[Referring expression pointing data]
===============
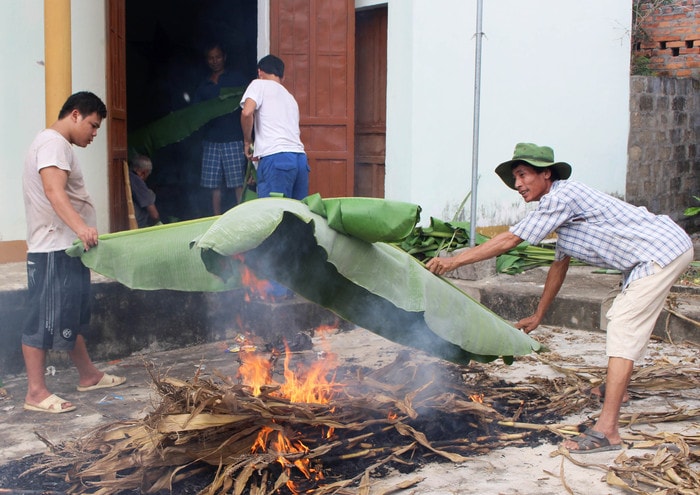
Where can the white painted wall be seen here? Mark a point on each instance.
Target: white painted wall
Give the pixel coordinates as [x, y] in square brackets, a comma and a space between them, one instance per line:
[22, 105]
[554, 72]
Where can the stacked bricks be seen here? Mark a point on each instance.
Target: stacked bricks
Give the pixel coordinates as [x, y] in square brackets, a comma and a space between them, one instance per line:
[668, 33]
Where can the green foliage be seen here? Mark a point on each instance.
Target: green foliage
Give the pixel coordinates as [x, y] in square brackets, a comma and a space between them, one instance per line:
[692, 210]
[640, 66]
[428, 242]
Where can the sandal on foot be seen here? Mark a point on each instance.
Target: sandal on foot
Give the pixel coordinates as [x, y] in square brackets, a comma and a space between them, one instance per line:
[591, 441]
[52, 404]
[106, 381]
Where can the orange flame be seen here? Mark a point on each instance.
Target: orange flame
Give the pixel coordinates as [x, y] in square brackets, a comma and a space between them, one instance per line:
[309, 385]
[255, 371]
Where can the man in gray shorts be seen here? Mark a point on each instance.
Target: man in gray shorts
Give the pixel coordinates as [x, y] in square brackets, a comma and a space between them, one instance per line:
[59, 209]
[650, 250]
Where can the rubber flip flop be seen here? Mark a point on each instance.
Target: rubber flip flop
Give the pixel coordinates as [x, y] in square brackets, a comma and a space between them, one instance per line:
[106, 381]
[52, 404]
[591, 441]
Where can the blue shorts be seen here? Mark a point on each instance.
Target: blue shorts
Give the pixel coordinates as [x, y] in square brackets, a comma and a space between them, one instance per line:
[284, 173]
[59, 301]
[223, 163]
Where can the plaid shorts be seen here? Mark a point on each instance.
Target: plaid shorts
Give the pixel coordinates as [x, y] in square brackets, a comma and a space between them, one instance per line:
[223, 162]
[59, 301]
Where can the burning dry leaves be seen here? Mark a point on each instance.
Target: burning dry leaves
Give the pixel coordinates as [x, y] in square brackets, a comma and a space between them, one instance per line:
[245, 434]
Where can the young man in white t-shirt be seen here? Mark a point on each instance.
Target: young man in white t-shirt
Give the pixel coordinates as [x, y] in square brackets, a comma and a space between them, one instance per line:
[59, 209]
[273, 112]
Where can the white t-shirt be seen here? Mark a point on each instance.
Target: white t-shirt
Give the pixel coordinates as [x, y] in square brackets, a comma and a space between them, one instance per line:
[46, 232]
[276, 118]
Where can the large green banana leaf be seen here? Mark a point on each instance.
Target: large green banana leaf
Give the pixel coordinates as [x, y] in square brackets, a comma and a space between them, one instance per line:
[372, 284]
[154, 258]
[375, 285]
[180, 124]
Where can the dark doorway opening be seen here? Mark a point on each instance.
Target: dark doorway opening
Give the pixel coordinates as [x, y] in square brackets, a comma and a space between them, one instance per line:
[165, 63]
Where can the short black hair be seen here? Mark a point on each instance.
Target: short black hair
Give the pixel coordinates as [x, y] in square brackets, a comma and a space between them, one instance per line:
[84, 102]
[272, 65]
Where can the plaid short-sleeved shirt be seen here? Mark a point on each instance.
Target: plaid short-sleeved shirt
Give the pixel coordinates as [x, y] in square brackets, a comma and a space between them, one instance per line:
[603, 231]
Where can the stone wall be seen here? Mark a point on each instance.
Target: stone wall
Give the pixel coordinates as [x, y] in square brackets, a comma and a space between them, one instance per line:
[663, 171]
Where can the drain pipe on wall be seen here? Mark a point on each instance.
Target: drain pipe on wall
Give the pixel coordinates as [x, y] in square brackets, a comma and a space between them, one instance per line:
[475, 135]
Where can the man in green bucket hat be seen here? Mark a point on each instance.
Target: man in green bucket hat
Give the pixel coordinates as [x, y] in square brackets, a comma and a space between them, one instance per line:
[650, 250]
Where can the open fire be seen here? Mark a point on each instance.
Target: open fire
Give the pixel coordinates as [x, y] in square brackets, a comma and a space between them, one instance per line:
[308, 425]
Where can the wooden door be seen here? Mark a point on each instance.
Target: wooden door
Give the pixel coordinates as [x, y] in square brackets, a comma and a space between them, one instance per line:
[315, 39]
[370, 101]
[116, 113]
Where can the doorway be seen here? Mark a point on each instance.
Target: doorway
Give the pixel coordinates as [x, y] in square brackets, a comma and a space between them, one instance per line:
[370, 101]
[165, 43]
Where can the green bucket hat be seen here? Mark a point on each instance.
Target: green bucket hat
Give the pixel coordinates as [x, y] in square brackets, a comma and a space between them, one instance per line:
[537, 156]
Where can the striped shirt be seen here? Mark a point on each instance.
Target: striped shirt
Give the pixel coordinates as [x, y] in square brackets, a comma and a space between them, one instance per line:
[603, 231]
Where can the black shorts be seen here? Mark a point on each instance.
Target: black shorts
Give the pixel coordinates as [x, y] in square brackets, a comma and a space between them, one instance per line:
[59, 301]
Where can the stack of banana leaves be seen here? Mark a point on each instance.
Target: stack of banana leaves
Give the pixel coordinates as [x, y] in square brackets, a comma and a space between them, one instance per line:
[426, 242]
[340, 253]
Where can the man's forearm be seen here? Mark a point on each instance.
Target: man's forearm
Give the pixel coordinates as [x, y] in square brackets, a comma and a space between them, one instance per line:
[555, 279]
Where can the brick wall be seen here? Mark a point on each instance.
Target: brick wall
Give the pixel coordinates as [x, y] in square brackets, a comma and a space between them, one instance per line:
[663, 171]
[667, 32]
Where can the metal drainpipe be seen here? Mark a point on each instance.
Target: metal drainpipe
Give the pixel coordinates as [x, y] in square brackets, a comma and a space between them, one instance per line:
[475, 135]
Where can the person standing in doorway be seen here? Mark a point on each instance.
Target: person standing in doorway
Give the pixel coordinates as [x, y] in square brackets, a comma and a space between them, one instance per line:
[273, 113]
[140, 168]
[223, 159]
[59, 208]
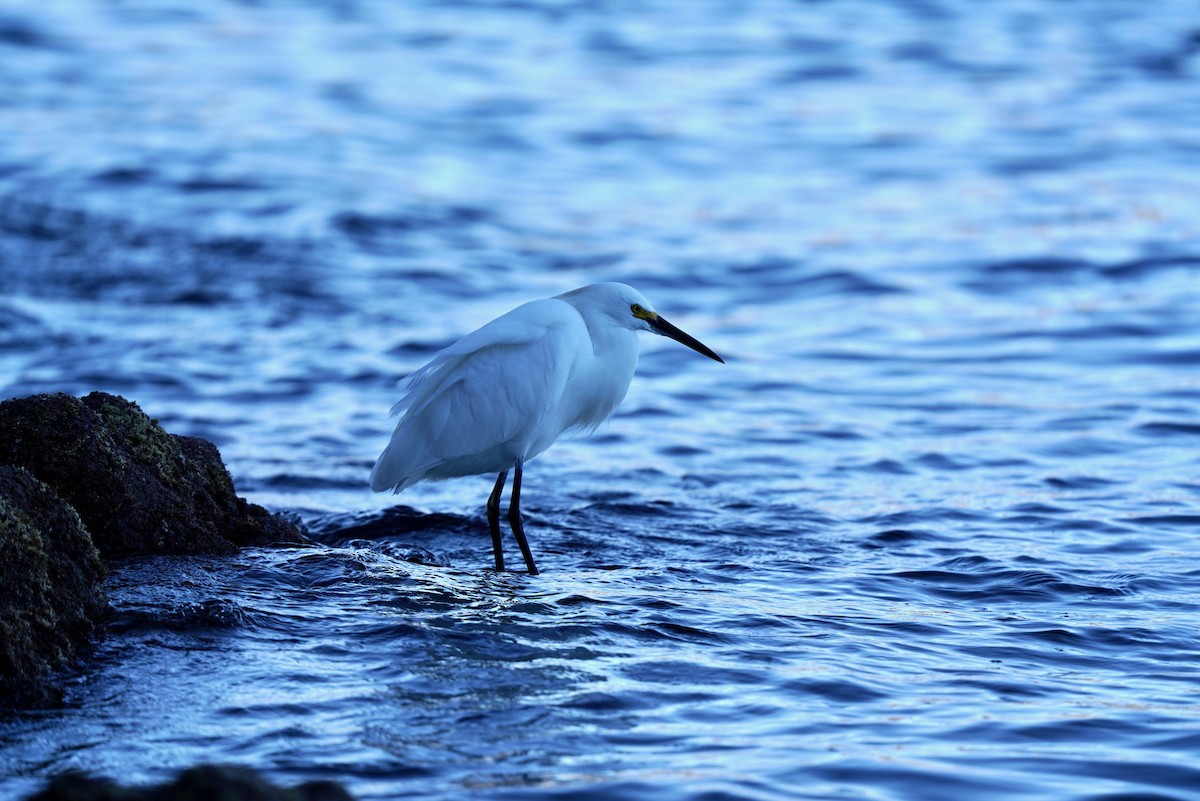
===============
Go from the first line of the data above to the line containing "Target: green foliage" and retype exactly those lines, both included, but none of the pictures.

### Your solution:
Where can the white painted wall be seen here? Mark a point on each instance.
Target: white painted wall
Give the pixel coordinates as [x, y] in square brackets, a comma and a space between them, one instance per line:
[22, 105]
[554, 72]
Where can the stacked bricks be seen here? Mark a point on each instance.
Target: stacked bricks
Give the pixel coordinates as [x, y] in square brackets, a comma and a space between them, one instance per line:
[668, 33]
Where can the green foliage be seen here? Mark a point on each instance.
Target: green foliage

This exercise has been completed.